* [Challenge]
Copy the data verbatim, everything from the line containing "Locate the kia" down to the line containing "x=239 y=444", including both of those lines.

* [Material provided]
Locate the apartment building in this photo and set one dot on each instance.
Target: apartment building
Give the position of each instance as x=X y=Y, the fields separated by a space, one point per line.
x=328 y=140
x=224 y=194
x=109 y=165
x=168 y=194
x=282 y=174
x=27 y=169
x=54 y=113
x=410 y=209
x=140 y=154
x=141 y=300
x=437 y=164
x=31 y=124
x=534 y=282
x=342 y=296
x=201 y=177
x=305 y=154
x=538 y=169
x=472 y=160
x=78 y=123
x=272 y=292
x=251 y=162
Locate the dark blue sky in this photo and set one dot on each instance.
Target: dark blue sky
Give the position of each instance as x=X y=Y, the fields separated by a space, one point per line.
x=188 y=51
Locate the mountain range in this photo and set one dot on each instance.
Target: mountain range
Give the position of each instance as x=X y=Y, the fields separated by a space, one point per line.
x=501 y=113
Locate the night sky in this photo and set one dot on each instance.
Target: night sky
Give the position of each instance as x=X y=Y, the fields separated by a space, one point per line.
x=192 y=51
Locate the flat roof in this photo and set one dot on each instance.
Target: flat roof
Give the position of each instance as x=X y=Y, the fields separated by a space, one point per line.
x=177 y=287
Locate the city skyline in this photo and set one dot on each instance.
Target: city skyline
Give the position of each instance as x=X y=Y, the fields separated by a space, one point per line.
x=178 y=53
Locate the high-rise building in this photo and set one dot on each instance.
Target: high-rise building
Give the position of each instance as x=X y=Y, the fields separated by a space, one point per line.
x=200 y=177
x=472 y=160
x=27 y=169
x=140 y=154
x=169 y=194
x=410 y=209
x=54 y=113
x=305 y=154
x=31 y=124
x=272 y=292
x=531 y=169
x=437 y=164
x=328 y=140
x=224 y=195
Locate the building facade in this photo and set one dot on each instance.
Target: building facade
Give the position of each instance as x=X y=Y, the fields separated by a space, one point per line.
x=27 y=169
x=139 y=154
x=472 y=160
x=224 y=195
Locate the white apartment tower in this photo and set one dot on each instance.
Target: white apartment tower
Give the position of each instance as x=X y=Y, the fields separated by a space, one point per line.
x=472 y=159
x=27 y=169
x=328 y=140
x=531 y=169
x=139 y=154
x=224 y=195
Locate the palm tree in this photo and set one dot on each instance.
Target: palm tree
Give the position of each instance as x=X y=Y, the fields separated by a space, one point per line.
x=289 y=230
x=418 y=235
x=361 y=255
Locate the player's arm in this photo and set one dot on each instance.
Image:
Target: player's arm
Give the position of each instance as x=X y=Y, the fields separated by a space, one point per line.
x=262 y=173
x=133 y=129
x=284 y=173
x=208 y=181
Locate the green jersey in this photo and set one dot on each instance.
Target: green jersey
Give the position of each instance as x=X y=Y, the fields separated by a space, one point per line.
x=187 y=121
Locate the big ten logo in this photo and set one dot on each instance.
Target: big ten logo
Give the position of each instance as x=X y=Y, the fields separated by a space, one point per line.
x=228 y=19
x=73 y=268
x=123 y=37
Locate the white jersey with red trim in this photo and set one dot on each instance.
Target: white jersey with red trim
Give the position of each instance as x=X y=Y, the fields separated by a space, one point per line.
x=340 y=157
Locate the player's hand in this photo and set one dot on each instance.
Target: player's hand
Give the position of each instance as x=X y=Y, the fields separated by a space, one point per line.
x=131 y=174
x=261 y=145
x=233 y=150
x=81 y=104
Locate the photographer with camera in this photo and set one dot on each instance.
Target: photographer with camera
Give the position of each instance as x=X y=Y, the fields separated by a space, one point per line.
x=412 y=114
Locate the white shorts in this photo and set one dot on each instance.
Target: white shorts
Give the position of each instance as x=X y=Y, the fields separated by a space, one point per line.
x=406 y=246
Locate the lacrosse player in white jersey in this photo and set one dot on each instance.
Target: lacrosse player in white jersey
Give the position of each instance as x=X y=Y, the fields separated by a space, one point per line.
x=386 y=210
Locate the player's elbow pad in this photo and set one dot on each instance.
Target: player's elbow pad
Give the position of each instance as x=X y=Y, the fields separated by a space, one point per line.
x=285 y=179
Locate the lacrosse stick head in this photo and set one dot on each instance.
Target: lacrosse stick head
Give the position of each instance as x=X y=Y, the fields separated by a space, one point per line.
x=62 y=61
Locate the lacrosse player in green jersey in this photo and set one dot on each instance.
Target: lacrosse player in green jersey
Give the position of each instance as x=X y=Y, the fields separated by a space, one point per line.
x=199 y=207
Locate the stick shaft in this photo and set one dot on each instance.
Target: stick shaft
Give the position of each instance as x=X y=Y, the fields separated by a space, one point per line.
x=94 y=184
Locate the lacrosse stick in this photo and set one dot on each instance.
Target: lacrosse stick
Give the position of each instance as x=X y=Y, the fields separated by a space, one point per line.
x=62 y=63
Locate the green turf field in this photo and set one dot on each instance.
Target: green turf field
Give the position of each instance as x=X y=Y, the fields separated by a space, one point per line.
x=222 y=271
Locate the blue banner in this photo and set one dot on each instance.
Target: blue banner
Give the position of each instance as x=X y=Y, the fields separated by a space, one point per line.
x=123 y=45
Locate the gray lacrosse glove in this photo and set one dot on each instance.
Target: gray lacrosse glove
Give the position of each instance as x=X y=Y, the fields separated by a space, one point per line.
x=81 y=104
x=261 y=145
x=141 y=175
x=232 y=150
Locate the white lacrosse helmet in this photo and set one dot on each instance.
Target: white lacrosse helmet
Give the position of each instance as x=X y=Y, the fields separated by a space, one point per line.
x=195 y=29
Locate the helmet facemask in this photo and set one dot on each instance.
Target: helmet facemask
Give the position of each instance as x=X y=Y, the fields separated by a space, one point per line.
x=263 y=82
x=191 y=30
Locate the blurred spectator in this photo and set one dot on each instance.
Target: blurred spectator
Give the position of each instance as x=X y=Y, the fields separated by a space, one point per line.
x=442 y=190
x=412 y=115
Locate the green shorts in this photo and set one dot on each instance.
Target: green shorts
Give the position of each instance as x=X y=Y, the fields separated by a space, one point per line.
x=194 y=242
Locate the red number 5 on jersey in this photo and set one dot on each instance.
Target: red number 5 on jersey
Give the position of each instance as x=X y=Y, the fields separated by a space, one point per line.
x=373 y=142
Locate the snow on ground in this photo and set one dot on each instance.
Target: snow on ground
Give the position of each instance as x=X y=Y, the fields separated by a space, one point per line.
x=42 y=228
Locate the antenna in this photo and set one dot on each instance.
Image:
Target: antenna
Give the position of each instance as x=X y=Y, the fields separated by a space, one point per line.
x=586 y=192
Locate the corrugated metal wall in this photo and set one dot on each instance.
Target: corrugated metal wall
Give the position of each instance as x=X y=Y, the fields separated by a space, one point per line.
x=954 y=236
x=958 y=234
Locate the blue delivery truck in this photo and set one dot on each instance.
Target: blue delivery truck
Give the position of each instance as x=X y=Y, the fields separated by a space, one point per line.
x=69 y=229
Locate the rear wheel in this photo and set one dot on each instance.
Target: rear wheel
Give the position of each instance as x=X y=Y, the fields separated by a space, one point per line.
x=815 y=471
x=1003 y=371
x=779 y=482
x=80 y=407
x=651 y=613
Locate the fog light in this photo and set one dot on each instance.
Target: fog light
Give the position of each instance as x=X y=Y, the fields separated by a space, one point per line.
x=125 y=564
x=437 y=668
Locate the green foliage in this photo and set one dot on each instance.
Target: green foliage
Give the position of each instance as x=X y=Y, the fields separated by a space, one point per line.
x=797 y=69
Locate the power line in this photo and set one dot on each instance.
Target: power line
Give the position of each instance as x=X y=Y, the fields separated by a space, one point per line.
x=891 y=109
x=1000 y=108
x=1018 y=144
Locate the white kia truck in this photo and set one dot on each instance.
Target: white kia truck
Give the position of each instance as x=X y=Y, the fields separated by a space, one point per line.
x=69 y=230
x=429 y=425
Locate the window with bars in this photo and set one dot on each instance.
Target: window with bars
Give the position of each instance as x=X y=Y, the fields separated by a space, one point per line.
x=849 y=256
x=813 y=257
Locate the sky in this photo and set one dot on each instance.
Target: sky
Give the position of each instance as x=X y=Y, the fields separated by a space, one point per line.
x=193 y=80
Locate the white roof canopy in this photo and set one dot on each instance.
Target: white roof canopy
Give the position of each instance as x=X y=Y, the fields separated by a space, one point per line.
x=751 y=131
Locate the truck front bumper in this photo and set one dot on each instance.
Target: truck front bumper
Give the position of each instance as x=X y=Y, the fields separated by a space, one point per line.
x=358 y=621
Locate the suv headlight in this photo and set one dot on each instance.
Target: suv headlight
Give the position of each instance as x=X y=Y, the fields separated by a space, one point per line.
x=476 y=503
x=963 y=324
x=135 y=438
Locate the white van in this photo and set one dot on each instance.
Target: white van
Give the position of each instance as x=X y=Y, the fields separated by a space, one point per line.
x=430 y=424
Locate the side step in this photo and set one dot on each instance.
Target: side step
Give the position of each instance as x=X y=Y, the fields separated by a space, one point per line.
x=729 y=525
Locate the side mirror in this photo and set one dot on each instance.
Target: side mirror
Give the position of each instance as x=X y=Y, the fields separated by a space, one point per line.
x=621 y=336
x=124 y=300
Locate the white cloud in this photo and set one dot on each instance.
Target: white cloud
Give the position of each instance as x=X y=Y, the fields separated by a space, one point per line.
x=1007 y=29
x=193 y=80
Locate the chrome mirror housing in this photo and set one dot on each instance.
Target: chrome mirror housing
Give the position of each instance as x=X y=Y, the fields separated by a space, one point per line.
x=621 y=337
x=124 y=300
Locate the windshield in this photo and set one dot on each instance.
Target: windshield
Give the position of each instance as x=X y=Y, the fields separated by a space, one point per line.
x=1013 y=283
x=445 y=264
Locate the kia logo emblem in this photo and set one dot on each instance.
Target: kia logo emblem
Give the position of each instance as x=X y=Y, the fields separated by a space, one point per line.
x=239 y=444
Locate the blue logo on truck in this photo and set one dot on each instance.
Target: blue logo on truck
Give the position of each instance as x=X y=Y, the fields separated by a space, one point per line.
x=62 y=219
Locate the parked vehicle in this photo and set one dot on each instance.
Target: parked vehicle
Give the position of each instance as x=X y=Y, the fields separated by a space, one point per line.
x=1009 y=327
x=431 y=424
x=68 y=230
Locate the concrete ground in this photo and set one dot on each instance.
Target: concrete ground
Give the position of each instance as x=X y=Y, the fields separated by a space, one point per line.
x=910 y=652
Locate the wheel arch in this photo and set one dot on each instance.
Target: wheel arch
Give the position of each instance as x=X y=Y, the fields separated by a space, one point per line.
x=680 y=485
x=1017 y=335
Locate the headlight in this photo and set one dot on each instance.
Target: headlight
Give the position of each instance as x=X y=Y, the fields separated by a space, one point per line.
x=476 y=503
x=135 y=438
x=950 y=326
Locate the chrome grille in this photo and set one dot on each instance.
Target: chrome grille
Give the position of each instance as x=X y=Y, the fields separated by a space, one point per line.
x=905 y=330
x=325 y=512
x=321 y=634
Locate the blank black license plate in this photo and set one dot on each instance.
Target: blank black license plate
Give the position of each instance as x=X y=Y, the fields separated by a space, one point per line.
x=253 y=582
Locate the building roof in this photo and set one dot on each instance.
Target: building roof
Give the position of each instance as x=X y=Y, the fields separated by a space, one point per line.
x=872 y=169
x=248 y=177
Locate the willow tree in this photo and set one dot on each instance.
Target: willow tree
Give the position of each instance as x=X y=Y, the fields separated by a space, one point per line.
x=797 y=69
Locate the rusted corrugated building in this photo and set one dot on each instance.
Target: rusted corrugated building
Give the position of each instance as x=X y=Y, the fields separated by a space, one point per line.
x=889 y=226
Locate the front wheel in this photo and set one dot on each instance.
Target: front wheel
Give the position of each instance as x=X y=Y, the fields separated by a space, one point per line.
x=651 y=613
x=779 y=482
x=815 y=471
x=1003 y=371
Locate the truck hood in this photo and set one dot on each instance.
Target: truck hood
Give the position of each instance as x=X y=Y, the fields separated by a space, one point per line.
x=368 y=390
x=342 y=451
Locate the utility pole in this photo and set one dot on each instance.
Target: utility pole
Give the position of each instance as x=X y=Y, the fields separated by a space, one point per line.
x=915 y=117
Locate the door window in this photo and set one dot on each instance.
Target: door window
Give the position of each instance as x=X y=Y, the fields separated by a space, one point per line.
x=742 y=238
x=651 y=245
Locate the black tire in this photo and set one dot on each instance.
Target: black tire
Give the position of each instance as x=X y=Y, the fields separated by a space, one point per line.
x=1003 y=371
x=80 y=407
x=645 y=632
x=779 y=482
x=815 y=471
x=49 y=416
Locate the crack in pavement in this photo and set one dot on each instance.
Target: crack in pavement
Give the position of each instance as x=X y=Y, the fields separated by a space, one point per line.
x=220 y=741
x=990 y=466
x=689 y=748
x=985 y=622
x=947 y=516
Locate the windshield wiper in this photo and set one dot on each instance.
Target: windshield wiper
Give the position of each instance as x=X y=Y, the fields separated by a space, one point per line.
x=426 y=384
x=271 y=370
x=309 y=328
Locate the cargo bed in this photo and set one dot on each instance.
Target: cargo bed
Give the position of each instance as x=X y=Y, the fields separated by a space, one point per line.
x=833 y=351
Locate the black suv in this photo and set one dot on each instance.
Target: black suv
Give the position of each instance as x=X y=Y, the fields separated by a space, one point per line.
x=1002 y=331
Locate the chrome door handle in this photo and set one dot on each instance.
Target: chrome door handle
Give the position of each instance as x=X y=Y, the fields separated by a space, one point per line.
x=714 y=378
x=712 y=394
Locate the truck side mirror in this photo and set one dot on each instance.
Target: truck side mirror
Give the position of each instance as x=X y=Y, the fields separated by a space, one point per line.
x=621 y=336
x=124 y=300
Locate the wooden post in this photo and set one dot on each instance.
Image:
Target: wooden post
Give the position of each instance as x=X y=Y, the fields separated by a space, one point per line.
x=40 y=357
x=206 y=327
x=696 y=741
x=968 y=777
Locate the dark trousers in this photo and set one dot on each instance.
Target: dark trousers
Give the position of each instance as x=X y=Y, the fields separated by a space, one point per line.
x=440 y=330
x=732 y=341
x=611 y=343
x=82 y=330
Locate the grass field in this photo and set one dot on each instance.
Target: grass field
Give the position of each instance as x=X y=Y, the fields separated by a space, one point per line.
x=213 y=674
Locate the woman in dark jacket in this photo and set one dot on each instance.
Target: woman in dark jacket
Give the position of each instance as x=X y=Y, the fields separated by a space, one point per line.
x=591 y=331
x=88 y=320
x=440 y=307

* [Answer to the exercise]
Locate the kia logo emblem in this photo and set one dot on each instance.
Target: kia logo emblem
Give the position of each instance as x=X y=Y, the fields separated by a space, one point per line.
x=239 y=444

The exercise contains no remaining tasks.